YOUR OBJECTIVE:
With no images included, output each entry below exactly as it appears.

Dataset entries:
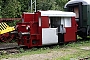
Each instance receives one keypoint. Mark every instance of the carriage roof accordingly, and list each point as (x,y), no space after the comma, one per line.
(84,2)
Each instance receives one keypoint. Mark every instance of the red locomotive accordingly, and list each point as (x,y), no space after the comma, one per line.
(46,27)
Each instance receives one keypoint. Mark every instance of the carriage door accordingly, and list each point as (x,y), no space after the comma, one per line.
(57,23)
(76,8)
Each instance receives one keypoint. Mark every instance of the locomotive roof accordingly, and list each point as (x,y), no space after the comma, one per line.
(57,13)
(84,2)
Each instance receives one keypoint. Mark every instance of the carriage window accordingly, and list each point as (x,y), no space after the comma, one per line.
(66,21)
(55,21)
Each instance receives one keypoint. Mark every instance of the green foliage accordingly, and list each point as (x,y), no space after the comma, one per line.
(14,8)
(11,9)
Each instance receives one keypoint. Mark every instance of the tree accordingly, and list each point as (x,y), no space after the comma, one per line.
(11,9)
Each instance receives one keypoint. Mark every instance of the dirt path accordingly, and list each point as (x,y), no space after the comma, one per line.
(48,56)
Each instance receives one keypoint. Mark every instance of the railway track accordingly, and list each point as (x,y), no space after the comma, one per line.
(9,48)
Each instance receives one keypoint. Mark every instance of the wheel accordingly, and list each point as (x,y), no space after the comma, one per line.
(6,37)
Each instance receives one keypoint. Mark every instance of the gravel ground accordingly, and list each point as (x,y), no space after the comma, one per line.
(48,56)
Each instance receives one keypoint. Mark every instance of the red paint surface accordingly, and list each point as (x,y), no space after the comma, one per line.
(45,21)
(71,31)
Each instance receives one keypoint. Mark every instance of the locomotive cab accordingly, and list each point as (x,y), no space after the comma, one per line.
(82,10)
(46,28)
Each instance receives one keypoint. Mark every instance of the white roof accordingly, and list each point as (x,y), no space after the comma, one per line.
(84,2)
(57,13)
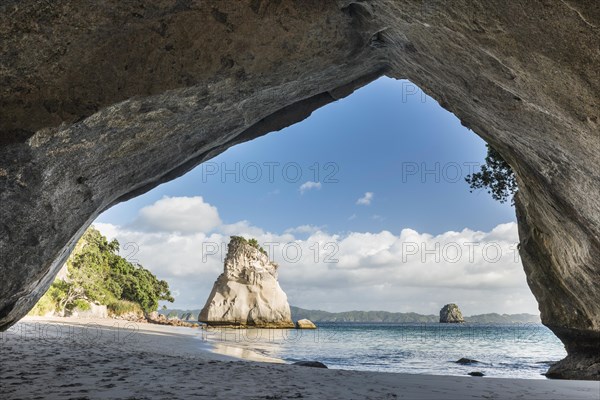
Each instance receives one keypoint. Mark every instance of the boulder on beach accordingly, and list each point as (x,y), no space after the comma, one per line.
(466,361)
(305,324)
(451,314)
(476,373)
(247,293)
(313,364)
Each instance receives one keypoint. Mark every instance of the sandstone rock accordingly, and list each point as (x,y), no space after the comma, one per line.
(313,364)
(450,314)
(247,292)
(305,324)
(102,101)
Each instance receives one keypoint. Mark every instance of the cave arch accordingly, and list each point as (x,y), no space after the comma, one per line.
(103,102)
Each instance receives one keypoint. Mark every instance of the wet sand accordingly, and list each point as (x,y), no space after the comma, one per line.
(44,358)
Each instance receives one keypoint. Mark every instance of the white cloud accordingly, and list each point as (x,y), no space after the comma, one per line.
(366,199)
(310,185)
(303,229)
(178,214)
(405,271)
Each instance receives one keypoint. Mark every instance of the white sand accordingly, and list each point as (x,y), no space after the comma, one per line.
(106,359)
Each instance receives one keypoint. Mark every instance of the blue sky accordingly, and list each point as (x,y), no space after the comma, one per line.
(369,175)
(388,138)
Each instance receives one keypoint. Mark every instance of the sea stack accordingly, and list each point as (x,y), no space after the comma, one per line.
(247,293)
(450,314)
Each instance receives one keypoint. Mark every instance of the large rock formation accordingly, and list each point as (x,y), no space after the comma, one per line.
(102,101)
(247,293)
(451,314)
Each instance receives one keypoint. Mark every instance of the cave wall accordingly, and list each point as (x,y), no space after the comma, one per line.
(102,101)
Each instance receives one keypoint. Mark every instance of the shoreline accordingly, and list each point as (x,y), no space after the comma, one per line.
(117,359)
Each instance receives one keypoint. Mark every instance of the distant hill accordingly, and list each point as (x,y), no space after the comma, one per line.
(384,316)
(389,317)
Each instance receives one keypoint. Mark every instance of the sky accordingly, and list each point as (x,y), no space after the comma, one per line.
(363,205)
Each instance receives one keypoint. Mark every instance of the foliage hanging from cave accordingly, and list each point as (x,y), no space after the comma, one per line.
(97,273)
(496,176)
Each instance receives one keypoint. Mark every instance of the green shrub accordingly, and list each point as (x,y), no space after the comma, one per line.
(81,305)
(120,307)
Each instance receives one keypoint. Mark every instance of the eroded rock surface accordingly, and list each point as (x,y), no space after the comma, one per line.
(102,101)
(247,292)
(451,314)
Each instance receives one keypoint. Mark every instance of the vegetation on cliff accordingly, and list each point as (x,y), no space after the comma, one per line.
(496,176)
(97,273)
(252,242)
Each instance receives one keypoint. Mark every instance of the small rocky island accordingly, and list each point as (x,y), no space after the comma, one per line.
(451,314)
(247,293)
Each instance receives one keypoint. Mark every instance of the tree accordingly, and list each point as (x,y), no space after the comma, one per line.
(496,176)
(97,273)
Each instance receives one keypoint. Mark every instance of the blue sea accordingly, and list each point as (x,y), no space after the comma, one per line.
(515,350)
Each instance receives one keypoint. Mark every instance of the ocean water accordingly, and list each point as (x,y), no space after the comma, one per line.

RESULT FOR THIS TASK:
Each instance receives one keypoint. Mark every instance of the carriage roof accordingly, and list each point as (x,y), no space after the comma, one per line.
(84,2)
Each instance receives one keypoint. Mark every instance of the red locomotive accordingly, and list each point as (x,y), no space after the comma, one per line.
(46,27)
Each instance receives one keypoint. Mark every instance of the carriage door accordingly, and list each point as (x,y), no space after the comma, one per line.
(57,23)
(76,8)
Each instance receives one keypoint. Mark every instance of the locomotive roof accordingly, and list each point as (x,y), no space after the comma, one per line.
(57,13)
(84,2)
Each instance receives one keypoint. Mark every instance of the carriage window accordingly, and list each point as (x,y), no space after the comma, one per line.
(66,21)
(55,21)
Each instance receives one keypoint. Mark every instance of the green foliage accordingly, and list each point as (x,y), no space after the comma, one per line.
(14,8)
(11,9)
Each instance receives one keypoint. Mark every instance of the tree accordingly, and list each point as (x,y), no space after the comma, one per line.
(11,9)
Each instance receives one keypoint. Mark every instance of the dirt path accordingly, and list each point as (x,y), no space after the comma, one per line.
(48,56)
Each instance receives one keypoint. Mark every instance of the railway track accordingly, and list each point as (x,y), no space after the comma, one per line.
(9,48)
Each instance receives one keypoint. Mark every instance of the wheel accordingly, and list each point as (x,y), no space after the comma, one per line.
(6,37)
Each instance receives one keypoint. Mark every instance of the gravel ground accordingly, and list each point as (x,y), no space after the comma, one per line.
(48,56)
Each instance receives one keypoint. Mark every instance of the red paint surface accordingly, and list each point as (x,y), no space after the comma, one per line.
(45,21)
(71,31)
Each instance receives one keypoint. Mark every instance of the locomotive cab accordingly, and list each point as (x,y), no space after the comma, one per line.
(82,10)
(46,28)
Each instance receives one keypoint. Mark every instance of the white roof accordingly, and list each point as (x,y), no space after the comma, one per line.
(84,2)
(57,13)
Each instance receives one keypoint. Mark every instance of the boulder on beach accordingly, and list each point as (x,y), no space after the comma, one per line.
(466,361)
(305,324)
(451,314)
(476,373)
(247,293)
(313,364)
Each instance receives one keypoint. Mark every instance of the sandstone rock accordingly, and list each point as (x,y), no space after the comma, one per line.
(313,364)
(450,314)
(247,292)
(305,324)
(102,101)
Each instance receives one keypoint. Mark every instance of the cave arch accordingly, and list each point as (x,y), no space after the comma, one per line.
(103,102)
Each instance receives one keypoint. Mark every instance of the wet sand accordingly, and list each point as (x,y), no space after the comma, one per line.
(44,358)
Each instance receives one keypoint. Mark every instance of the white cloud accordingly, and list each point as (x,y), no space after the comma, one per line.
(366,199)
(310,185)
(303,229)
(178,214)
(405,271)
Each instance receives one keypoint. Mark every instance of the white sand accordingly, and list each point as (x,y), no space after the comma, one per line.
(106,359)
Each instance receives one keypoint. Mark every instance of the blue sky accordingly, and list each point as (x,y), no space after the comma, one per line.
(369,175)
(388,138)
Each instance receives one keypoint. Mark every instance of the sea stack accordingly, and list each point as (x,y), no space after the comma, one per line.
(247,293)
(450,314)
Each instance receives one keypoint. Mark every instance of the large rock formation accordingly, and list each point as (x,y), no space after the comma, one per line.
(102,101)
(247,293)
(451,314)
Each instance receives one keypoint. Mark every instance of the cave wall accordingly, and list each point as (x,y), no space after the comma, one per line.
(102,101)
Each instance receives one keypoint. Mark every instance of the shoreline accordingly, and list each point as (x,y), no space after the comma, one per line.
(117,359)
Each instance receives one keypoint. Mark every instance of the distant hill accordingly, and list each point as (x,y), no space after the comma, one per line.
(384,316)
(389,317)
Each instance receives one keypoint. Mark every instance of the sky accordingly, and list each point as (x,y), no space after the comma, one per line.
(363,205)
Each instance receives one keypoint. Mark every instance of the foliage hanging from cave accordingly, and list each point as (x,y), no space after the comma, one per line.
(97,273)
(496,176)
Each instance receives one keypoint. Mark every instance of the green shrub accordingly, and list each point as (x,y), no space after the comma, one per line.
(81,305)
(120,307)
Each instance receives one keypoint. Mark every instance of the eroded rock surface accordingly, and list each point as (x,y), no space after the comma, one per line.
(102,101)
(247,292)
(451,314)
Each instance receives one keypoint. Mark every instance of the vegetation on cliff accordingly, and list each point as (x,y), no space after the comma, one per line.
(496,176)
(97,273)
(252,242)
Each instance receives one keypoint. Mark every instance of the small rocky island accordingly, and list each point as (x,y), no space after the comma, one per line.
(451,314)
(247,293)
Each instance receives one keypoint. Mark every instance of the tree accordingly, and list each point as (x,y), no space after the comma, one per line.
(496,176)
(97,273)
Each instance receives one keypoint. Mark every instance of the blue sea accordingly, and list each point as (x,y), no space after the comma, one per line.
(515,350)
Each instance receives one keypoint. Mark every instance of the ocean water accordingly, and list each point as (x,y), no space after the comma, one per line.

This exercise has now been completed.